Data provided →
┄┄┄┄┄┄┄┄┄┄

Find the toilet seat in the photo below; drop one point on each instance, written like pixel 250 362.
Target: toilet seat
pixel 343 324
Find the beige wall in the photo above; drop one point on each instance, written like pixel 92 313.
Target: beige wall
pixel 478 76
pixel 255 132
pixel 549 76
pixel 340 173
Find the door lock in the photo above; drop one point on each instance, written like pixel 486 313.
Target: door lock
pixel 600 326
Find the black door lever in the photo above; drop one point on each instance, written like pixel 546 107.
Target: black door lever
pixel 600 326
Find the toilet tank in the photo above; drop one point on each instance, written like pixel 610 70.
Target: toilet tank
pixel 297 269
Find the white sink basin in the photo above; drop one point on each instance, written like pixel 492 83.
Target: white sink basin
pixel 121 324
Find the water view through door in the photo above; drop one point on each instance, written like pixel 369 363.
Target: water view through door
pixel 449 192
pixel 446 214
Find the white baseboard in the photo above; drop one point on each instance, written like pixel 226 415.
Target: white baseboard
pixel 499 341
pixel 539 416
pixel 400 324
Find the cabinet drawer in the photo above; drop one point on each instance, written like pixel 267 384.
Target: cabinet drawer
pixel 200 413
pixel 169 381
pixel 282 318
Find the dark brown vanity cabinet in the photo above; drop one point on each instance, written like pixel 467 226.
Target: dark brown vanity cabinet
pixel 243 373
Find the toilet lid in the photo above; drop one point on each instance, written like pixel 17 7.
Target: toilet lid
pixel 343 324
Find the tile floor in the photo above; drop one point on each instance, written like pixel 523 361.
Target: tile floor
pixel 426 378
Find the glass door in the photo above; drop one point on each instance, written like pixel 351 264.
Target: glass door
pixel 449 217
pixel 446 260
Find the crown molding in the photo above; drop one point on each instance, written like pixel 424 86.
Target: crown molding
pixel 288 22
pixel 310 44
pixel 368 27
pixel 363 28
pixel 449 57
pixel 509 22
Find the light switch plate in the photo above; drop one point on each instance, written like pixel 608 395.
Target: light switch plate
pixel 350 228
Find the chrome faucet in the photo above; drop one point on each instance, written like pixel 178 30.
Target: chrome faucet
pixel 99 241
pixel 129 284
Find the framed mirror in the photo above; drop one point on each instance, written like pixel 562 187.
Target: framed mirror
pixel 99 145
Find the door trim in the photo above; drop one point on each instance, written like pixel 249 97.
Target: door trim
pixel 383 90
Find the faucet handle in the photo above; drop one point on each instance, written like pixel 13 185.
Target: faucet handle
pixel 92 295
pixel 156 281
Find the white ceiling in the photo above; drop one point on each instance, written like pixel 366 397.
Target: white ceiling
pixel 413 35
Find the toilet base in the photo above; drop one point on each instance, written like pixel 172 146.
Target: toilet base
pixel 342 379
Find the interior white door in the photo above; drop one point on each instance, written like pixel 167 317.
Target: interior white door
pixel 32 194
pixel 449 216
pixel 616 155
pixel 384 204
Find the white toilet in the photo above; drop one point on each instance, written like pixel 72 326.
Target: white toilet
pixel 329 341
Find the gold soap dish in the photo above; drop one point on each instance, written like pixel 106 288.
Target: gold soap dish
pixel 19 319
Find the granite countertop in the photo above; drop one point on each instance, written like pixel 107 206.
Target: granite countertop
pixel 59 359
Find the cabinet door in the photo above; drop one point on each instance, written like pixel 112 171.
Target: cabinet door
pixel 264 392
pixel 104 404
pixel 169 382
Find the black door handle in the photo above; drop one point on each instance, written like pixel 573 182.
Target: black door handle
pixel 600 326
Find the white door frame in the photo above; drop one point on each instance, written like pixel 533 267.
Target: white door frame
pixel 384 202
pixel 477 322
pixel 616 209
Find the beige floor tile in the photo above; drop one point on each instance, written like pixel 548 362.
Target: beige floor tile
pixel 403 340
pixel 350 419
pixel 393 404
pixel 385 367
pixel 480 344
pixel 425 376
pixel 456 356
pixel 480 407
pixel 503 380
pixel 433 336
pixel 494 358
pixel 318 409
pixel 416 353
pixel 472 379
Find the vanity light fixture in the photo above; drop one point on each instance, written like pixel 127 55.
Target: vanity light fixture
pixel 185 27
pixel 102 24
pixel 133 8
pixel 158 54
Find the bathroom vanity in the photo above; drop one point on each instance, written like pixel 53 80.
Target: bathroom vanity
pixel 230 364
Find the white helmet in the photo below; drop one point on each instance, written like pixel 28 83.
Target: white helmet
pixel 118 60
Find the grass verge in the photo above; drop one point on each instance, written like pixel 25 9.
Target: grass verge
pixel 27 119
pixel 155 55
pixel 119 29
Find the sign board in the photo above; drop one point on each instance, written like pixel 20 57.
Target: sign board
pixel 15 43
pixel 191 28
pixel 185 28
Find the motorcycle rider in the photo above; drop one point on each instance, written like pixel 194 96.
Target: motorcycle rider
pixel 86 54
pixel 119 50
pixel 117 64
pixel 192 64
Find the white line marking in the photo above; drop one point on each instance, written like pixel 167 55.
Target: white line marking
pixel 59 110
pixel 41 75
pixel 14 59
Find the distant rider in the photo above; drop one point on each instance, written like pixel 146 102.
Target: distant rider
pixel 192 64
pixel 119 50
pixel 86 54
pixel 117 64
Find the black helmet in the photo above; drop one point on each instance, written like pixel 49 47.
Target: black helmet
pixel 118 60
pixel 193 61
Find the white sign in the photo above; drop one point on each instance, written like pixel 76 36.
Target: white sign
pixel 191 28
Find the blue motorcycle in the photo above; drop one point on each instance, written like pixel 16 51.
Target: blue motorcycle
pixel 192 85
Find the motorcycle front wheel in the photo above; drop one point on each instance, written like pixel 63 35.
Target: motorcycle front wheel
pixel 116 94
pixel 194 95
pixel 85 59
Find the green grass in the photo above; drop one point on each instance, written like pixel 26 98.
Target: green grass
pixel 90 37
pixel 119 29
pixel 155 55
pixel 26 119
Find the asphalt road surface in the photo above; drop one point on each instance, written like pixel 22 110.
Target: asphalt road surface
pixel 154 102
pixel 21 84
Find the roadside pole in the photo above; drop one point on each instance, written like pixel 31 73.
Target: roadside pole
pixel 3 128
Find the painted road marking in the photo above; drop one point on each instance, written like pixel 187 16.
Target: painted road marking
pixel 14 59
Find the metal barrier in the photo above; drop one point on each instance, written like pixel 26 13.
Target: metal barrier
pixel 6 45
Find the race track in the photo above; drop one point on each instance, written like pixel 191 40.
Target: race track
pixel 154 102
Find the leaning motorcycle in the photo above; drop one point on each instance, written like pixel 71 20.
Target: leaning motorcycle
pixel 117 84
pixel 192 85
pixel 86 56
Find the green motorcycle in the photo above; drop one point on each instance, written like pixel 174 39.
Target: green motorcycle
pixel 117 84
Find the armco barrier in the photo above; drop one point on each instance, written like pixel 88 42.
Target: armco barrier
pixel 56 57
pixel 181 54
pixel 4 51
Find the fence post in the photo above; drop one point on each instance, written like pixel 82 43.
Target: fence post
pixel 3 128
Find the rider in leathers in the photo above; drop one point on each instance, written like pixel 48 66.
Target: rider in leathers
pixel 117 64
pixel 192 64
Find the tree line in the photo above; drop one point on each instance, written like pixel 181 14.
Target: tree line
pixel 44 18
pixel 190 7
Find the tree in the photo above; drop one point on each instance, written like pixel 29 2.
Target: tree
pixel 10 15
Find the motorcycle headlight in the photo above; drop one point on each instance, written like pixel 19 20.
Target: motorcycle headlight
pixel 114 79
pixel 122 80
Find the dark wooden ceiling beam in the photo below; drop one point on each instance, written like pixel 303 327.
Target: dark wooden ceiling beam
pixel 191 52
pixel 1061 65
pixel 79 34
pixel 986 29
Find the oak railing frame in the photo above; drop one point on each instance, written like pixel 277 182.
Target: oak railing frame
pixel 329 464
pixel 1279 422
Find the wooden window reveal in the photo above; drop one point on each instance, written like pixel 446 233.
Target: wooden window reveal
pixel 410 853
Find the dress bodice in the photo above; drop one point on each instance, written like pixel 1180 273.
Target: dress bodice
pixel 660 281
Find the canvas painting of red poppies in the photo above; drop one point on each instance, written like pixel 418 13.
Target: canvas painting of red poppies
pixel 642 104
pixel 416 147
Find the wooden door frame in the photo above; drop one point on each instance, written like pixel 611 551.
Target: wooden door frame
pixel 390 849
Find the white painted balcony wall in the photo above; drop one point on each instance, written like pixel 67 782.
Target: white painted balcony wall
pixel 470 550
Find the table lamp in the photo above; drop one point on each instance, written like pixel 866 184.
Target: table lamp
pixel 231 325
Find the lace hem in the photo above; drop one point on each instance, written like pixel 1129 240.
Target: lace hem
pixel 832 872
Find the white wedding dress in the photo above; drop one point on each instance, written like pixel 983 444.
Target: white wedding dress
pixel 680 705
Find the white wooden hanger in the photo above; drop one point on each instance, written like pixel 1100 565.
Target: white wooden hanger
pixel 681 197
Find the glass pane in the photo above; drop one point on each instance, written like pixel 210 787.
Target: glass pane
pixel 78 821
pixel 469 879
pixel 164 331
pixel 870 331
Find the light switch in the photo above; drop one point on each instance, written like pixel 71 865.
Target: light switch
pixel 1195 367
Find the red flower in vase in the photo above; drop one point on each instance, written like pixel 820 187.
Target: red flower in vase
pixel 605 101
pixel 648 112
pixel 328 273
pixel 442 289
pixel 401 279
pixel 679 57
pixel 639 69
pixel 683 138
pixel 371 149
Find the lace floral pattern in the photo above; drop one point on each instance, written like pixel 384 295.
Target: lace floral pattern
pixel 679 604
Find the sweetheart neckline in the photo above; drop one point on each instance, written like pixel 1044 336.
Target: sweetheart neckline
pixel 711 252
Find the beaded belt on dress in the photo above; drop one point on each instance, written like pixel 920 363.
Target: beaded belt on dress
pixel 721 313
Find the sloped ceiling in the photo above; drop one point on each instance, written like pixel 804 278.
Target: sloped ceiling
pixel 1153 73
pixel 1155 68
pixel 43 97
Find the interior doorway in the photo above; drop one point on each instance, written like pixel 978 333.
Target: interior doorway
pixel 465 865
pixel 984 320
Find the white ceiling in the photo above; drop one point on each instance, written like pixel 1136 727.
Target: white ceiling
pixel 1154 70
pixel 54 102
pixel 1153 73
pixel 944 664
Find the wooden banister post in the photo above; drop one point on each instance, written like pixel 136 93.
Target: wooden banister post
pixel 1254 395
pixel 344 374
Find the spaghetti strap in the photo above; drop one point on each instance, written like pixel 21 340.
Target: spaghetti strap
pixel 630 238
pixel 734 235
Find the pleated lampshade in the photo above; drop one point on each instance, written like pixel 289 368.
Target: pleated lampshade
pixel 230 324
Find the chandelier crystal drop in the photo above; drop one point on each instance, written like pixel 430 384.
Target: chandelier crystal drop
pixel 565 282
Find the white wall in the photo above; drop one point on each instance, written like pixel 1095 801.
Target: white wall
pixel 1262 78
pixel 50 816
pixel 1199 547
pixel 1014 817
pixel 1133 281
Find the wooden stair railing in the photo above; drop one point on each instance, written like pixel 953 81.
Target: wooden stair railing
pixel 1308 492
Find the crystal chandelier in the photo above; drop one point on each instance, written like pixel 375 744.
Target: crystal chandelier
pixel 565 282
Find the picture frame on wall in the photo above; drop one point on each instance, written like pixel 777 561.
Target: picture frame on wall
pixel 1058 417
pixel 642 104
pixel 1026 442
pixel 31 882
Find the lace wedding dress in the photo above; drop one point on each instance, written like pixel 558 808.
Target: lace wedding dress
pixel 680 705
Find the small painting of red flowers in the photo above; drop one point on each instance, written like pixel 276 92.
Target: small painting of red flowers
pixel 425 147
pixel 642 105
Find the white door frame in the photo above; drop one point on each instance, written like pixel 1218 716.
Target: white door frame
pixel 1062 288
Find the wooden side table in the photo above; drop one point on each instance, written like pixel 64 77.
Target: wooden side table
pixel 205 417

┄┄┄┄┄┄┄┄┄┄

Convert the stretch of rows above that opens with the line containing "Find the white sink" and closes with the line containing "pixel 446 214", both ends included, into a JSON list of strings with one string per line and blank lines omitted. Include no other lines.

Expected output →
[
  "Find the white sink basin in the photo above; drop one point on each instance, written like pixel 492 83.",
  "Target: white sink basin",
  "pixel 121 324",
  "Find the water view through door in the photo above; drop one point on each instance, written like pixel 369 363.",
  "Target: water view through door",
  "pixel 449 192",
  "pixel 446 214"
]